> **What to produce**: Copy out the stretch of data from the line containing "the white cloud" through the end of the data, offsetting every x and y coordinate in the answers by -22 and leaving all other lines unchanged. Leave the pictures out.

> **Dataset content**:
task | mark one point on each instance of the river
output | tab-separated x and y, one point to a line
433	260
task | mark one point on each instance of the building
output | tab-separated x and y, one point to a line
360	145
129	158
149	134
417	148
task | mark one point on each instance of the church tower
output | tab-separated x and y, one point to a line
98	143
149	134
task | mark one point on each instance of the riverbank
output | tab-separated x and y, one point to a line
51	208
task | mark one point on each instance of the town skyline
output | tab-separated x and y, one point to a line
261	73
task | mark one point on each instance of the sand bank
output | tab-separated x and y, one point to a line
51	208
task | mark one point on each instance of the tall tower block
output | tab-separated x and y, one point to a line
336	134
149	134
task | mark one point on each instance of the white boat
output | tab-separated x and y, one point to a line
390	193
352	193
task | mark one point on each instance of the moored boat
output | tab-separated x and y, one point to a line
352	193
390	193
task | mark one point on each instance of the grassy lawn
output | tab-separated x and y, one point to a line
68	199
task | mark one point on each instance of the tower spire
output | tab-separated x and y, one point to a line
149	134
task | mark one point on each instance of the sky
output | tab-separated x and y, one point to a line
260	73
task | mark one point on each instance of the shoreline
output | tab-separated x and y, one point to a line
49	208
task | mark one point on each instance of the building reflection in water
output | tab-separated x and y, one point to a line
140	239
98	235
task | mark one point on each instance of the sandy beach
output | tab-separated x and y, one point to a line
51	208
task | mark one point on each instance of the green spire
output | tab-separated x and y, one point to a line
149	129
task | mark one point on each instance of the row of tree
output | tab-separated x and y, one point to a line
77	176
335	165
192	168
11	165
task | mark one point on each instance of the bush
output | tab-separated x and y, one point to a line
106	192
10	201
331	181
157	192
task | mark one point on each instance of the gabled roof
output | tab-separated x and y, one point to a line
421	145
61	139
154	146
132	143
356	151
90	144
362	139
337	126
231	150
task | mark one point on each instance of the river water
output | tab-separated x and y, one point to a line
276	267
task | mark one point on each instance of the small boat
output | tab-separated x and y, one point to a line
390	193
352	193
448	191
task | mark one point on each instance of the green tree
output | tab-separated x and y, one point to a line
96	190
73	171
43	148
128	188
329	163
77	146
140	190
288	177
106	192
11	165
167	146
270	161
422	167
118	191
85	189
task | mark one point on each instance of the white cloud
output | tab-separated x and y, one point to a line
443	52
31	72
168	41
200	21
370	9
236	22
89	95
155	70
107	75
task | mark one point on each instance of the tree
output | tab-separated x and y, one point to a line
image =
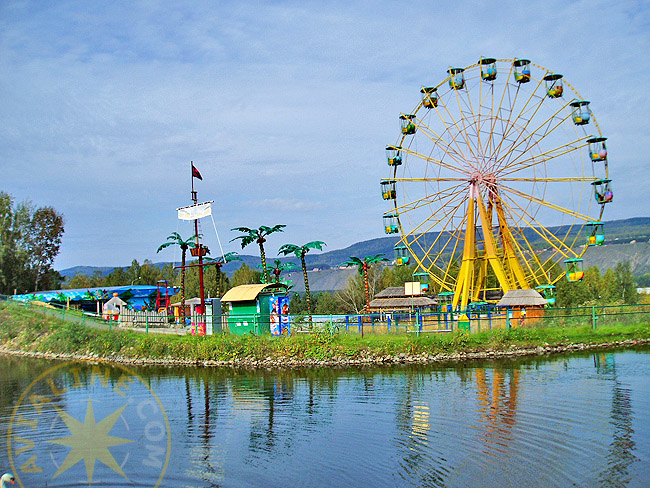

> **Problem solution**:
task | mark one point on each instance of the white cloud
output | tab-separated x and y, one point to a line
421	30
9	50
146	19
178	-1
348	-13
214	0
67	73
133	48
85	53
task | mark one point on each instance of the tree
output | tab-separated x and y, one point to a line
image =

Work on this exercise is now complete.